## Task description
Rewrite every line from the one containing "of the jersey" down to the end of the items, and shift each answer coordinate by adding 25 to it. Leave the sample coordinates unchanged.

## Supplied material
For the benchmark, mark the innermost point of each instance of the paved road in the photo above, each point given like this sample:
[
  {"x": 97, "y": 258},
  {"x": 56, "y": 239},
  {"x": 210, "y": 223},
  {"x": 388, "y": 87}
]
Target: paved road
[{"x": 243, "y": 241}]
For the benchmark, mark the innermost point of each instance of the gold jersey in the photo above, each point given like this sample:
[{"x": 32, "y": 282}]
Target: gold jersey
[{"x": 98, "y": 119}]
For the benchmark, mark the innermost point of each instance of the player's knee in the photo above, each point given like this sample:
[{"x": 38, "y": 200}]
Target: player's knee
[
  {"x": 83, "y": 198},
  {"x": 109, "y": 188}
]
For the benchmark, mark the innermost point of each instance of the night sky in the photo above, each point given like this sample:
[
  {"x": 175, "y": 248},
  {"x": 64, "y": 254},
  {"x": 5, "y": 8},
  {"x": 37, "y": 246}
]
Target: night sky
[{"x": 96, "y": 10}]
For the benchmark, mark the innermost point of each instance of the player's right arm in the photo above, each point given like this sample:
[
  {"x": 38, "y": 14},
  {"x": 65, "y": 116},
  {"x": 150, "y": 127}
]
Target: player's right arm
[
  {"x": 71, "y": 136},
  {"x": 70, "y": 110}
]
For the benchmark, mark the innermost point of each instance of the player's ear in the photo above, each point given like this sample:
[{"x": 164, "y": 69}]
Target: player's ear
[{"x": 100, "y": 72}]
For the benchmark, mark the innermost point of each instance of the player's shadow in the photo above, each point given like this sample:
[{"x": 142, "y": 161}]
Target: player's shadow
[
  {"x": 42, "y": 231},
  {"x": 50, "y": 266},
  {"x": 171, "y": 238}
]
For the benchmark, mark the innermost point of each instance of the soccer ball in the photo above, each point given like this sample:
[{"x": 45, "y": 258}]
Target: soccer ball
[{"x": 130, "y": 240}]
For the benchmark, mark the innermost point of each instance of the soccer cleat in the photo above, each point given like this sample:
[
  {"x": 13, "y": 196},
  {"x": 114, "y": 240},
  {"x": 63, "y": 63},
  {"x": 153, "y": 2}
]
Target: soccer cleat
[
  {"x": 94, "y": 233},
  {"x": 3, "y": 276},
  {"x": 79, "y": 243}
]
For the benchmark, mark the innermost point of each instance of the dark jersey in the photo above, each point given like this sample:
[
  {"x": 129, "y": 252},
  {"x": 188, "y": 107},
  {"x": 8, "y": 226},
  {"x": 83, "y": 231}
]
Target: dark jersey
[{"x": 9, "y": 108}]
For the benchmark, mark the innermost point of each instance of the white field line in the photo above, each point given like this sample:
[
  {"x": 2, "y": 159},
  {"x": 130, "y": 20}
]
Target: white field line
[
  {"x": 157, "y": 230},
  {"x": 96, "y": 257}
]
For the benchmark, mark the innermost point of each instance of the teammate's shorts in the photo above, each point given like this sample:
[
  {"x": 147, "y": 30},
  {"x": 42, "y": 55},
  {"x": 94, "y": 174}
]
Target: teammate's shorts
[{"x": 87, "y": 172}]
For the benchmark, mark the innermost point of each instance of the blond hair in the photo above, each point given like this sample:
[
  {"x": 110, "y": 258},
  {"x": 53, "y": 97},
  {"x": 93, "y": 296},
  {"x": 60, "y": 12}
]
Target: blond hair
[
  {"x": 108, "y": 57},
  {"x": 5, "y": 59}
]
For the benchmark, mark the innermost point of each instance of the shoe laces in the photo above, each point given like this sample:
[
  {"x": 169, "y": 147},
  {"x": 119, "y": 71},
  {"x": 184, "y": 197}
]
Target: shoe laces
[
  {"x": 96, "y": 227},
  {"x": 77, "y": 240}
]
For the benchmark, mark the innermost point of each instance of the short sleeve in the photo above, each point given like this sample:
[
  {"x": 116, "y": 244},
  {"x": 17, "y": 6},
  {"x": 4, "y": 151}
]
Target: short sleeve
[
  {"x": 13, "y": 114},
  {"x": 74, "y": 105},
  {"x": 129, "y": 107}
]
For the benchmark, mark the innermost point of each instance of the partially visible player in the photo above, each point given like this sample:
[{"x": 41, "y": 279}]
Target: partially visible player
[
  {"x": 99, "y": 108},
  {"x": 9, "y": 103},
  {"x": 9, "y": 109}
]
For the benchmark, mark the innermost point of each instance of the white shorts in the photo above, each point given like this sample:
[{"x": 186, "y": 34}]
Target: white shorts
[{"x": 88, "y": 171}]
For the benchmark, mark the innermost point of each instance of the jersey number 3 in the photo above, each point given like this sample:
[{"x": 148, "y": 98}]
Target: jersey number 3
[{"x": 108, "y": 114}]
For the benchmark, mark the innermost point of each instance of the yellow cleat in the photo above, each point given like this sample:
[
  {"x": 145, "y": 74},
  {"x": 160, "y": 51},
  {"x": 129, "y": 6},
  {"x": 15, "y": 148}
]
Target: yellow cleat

## Result below
For the benchmark, mark the innermost point of each instance of the jersey number 3 in the photo above, each point given like this sample:
[{"x": 148, "y": 98}]
Target: jersey number 3
[{"x": 133, "y": 139}]
For the benchmark, mark the innermost point of each instance of the yellow cleat in the photo above, each point given like this sample:
[
  {"x": 145, "y": 74},
  {"x": 160, "y": 51},
  {"x": 129, "y": 6},
  {"x": 15, "y": 148}
]
Target: yellow cleat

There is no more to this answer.